WHAT THE TASK ASKS: Below is a set of records, and all of them should be retyped exactly, minus the pictures.

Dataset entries
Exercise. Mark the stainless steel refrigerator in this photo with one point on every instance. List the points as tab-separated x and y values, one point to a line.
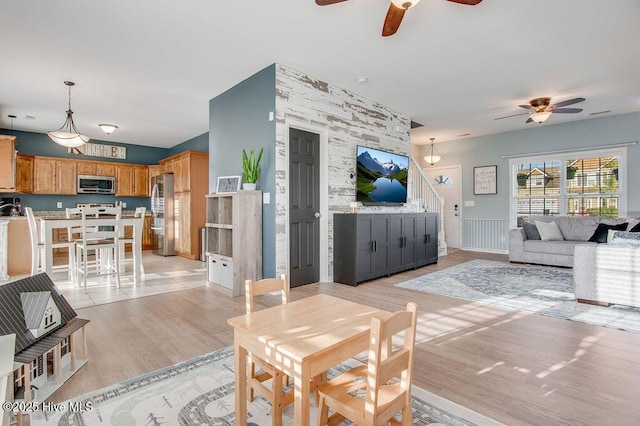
163	216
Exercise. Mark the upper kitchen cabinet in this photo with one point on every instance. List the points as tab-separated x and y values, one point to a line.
96	168
24	173
8	163
132	180
54	176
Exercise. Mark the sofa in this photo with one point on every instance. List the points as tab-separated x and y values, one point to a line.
574	230
608	273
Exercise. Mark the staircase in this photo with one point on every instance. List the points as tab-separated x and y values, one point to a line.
423	194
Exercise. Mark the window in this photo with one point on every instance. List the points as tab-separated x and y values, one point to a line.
48	317
570	184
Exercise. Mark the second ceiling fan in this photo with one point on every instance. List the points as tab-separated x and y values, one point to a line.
396	11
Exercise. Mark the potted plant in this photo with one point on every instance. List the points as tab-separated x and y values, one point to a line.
250	169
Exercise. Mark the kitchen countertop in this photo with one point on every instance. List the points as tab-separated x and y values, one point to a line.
59	213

WRITTEN ANSWER:
Exercise. Mark the stainless steel refrigerator in this photo with one point on every instance. List the points as tab-separated x and y values, one point to a line.
163	216
Exercise. Mark the upper kitchen cabinet in this photo with one point on every instance. List the points as tab-separated x and y values, one point to a line.
96	168
24	173
8	163
132	180
54	176
Exercise. Mark the sofa in this photo with one point on every instance. List the points as tab-separated x and y values, one point to a line.
574	230
608	273
Exercise. Mark the staircase in this photo with one point on every instance. List the points as tab-separated x and y values, one point to a line.
423	194
Exercise. Mark the window in this photo with one point on every instance. List the points as tab-separated x and y values, one point to a line.
48	317
570	184
Exercise. Mark the second ceiling fan in this photo with one point on every instance. List the points as tab-separated x and y values, one point to a line.
396	11
Exercise. Mark the potted plant in this photo with one point on every instance. List the points as tab-separated x and y values, one point to a line.
250	169
Exercise. Mark the kitchen countertop in this photo with one point on every instance. List the points as tab-separated x and y values, one point to a line.
59	213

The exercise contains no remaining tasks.